— begin —

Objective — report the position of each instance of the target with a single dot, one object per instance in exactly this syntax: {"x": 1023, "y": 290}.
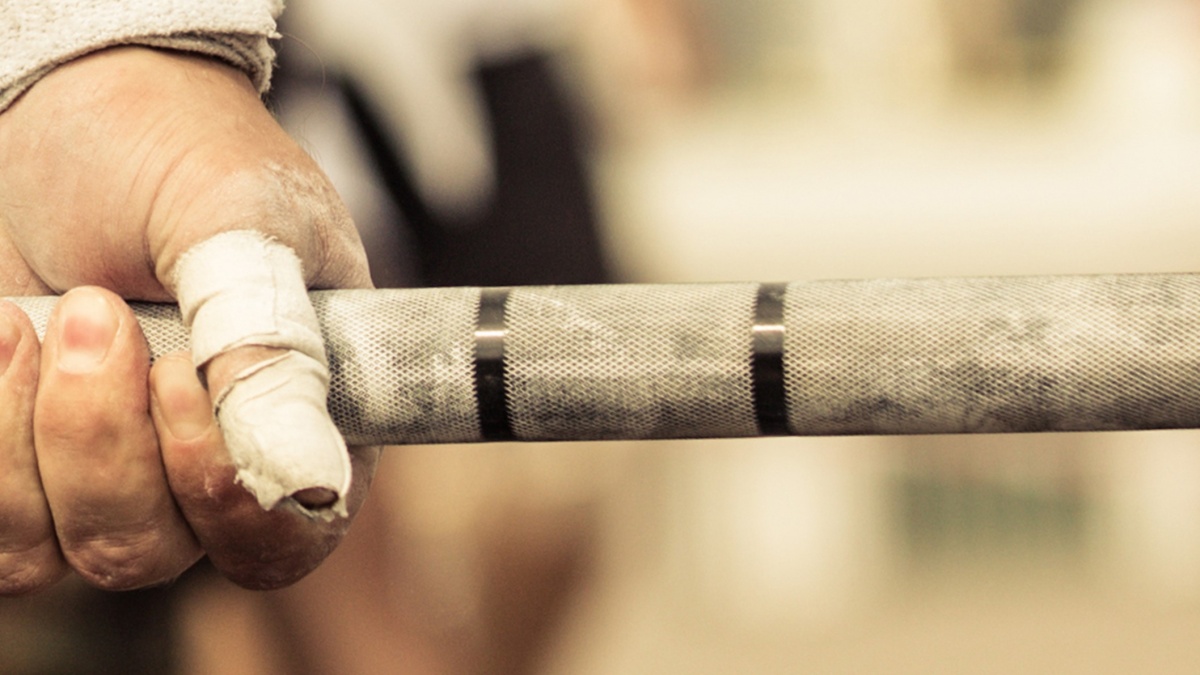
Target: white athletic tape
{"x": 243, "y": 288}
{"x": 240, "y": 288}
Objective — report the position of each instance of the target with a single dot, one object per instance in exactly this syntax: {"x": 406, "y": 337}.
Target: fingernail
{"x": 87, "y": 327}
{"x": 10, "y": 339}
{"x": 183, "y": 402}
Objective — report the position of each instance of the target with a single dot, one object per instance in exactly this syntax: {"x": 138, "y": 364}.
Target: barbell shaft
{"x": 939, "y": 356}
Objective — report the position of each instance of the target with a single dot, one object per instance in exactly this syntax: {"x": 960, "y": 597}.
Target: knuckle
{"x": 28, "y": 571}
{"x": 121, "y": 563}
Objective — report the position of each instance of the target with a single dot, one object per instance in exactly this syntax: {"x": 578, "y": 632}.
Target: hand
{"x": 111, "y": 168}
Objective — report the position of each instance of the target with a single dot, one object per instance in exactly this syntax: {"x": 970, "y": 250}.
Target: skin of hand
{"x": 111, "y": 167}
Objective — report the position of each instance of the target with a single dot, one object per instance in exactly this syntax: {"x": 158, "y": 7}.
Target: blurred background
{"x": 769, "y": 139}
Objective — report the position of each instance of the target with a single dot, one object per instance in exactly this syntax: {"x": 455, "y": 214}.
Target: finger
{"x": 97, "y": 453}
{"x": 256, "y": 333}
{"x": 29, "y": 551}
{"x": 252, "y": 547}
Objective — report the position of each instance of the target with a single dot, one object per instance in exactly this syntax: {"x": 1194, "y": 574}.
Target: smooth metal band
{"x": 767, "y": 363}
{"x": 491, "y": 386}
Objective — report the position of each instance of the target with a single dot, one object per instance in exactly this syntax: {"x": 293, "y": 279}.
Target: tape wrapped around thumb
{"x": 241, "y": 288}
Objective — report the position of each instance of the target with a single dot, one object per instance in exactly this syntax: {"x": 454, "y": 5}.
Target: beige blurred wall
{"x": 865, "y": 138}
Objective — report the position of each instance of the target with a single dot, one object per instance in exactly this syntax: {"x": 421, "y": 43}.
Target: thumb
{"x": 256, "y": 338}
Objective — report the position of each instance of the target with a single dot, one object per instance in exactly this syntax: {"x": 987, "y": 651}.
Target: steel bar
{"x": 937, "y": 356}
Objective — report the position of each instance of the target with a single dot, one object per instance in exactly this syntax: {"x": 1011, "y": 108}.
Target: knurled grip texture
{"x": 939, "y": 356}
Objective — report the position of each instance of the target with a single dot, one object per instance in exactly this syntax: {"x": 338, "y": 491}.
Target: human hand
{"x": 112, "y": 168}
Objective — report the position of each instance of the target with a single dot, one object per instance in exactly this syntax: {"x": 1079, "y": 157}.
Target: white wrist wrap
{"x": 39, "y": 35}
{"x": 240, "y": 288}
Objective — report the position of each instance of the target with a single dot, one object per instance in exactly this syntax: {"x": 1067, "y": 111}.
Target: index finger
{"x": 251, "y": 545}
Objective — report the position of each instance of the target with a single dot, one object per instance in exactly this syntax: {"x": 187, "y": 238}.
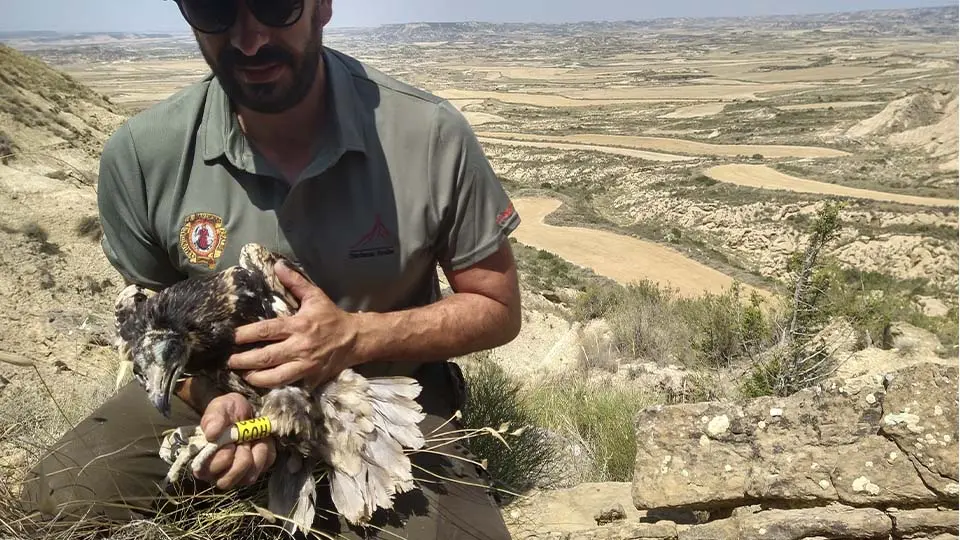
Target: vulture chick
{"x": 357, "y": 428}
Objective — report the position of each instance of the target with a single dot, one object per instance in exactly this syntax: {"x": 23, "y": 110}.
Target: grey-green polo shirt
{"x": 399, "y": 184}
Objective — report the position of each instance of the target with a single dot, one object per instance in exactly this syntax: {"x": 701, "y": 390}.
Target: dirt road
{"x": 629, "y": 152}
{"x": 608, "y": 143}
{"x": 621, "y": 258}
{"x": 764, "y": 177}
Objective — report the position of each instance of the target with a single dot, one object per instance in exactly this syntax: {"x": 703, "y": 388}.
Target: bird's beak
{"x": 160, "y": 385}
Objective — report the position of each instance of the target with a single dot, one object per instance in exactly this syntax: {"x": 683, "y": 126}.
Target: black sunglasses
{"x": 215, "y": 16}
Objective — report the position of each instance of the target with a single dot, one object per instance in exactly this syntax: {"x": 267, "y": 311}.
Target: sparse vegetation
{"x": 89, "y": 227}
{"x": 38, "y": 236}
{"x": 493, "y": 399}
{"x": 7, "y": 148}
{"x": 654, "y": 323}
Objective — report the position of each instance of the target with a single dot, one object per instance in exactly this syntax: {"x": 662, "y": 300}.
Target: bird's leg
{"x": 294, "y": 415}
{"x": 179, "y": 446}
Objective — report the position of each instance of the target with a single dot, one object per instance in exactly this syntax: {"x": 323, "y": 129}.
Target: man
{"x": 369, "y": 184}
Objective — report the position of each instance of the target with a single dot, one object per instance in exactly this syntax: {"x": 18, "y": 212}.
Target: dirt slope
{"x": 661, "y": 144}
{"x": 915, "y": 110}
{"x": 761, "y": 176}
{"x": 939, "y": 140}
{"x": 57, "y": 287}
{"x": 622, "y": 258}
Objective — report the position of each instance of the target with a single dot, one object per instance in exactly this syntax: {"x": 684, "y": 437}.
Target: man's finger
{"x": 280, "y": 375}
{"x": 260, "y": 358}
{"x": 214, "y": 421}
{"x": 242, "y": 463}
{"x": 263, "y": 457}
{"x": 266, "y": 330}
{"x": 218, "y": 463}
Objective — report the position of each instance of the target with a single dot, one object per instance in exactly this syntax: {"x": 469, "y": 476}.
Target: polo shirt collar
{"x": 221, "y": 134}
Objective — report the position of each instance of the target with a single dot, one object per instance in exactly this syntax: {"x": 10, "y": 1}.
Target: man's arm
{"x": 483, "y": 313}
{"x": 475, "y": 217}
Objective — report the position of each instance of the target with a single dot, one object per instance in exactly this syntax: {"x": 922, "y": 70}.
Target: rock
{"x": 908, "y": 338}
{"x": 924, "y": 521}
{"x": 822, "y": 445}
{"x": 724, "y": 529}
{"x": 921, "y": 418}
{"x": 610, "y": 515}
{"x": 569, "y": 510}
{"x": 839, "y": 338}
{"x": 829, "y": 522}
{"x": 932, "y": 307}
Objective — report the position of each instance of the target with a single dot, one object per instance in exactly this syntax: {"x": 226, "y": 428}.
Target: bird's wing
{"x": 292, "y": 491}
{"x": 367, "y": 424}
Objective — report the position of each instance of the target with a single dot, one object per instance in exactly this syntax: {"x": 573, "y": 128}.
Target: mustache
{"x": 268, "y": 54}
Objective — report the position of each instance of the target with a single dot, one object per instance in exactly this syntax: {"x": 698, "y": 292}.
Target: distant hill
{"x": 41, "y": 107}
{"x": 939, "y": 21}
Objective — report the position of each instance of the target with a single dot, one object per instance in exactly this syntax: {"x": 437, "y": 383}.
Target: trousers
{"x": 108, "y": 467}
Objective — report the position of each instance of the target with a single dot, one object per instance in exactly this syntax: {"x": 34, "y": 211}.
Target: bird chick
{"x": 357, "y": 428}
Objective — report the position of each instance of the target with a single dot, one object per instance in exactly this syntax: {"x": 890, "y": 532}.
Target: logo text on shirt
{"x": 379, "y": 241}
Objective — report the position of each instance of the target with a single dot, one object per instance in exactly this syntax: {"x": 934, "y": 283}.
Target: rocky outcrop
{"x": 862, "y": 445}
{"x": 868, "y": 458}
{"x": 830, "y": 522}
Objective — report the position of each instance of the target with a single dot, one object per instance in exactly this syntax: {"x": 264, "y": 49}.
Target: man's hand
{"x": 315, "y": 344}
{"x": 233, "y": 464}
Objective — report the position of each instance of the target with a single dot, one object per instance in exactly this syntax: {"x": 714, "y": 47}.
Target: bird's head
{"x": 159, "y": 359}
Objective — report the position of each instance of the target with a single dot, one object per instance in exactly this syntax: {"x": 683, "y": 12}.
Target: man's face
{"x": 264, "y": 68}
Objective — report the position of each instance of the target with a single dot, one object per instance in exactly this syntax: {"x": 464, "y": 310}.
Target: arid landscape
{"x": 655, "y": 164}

— end —

TASK BRIEF:
Collect every line of the items above that contains the word "thumb". Case counts.

THE ANSWER:
Target: tape wrapped around thumb
Target: thumb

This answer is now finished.